Provided records:
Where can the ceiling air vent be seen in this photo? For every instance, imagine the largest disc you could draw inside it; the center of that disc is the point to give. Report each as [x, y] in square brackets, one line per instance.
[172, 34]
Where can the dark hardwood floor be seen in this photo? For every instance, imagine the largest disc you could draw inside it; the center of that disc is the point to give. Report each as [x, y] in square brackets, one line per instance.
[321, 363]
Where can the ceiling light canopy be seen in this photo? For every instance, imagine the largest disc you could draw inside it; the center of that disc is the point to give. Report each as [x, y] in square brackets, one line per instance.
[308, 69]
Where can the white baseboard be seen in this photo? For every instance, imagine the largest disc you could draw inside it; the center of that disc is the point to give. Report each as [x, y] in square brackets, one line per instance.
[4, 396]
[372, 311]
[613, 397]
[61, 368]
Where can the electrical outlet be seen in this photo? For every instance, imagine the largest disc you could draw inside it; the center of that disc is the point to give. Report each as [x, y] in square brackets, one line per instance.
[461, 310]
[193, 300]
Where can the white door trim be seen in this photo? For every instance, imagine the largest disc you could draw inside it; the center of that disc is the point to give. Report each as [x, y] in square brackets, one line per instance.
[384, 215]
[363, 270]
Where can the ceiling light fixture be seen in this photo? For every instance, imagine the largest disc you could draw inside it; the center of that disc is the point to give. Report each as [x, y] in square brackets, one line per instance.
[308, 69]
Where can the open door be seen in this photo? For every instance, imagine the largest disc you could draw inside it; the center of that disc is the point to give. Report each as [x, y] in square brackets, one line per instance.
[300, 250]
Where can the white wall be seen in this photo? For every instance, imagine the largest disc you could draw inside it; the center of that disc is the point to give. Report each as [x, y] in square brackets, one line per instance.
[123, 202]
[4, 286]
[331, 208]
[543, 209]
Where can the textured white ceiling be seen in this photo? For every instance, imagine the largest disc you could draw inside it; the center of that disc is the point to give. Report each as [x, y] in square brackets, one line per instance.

Problem statement: Write out the full set of records exactly as given.

Expected answer:
Where can the ceiling air vent be seen in this photo? For every instance, imagine the largest disc you could draw inside it; the center of that disc is the point to give. Report each as [x, y] in square brackets, one line per instance.
[172, 34]
Where can the dark hardwood floor be seen in this photo? For every instance, imagine the largest disc you could draw inside it; the center of that disc is the point to give. Report each as [x, y] in square brackets, one line per instance.
[321, 363]
Where can the ceiling light canopy be seen in this photo? For every instance, imagine the largest disc you could draw inside it; the center of that disc is the point to give. Report each as [x, y] in square brackets, one line per instance.
[308, 69]
Where can the white baseboard be seen in this photo? For every instance, imagine the largest disc you could draw inside it; the center of that disc is the point to give. Report each as [x, y] in square brackets, one line per instance.
[4, 396]
[372, 311]
[613, 397]
[61, 368]
Where can the electrical outlet be seen in this photo? For every instance, imagine the largest disc you could draw inside it; the center of that disc is the point to give. Report each as [x, y] in square brackets, one line per instance.
[461, 310]
[193, 300]
Where can the white door trim be seen in this photo? For every instance, imagine the largest disc you could draw inside it; the center of that disc is the point to give. Report each as [x, y] in square brackets, one line per instance.
[384, 215]
[363, 270]
Where can the ceiling light fixture be seen in this photo? For every instance, imagine the largest disc you could draw inside it; the center of that disc is the point to give. Report each as [x, y] in square brackets, one line per instance.
[308, 69]
Where can the open door be seen in this photo? For every instance, imagine the largest disc you could draw inside it; the center of that disc is the point to give. Report each as [x, y] in square brackets, one line per instance.
[300, 250]
Where can the white wall be seen in this photo? For every instance, imagine the largest disc you could draw inside it; the center of that disc is the point to give. Report each as [x, y] in square brackets, one line per instance.
[123, 202]
[4, 286]
[331, 208]
[543, 209]
Where can the textured white ceiling be seen in this photo? For every instance, imagine the largest disc you could draw inside it; the center of that disc is the point to give. Report each as [x, y] in square brackets, one line per instance.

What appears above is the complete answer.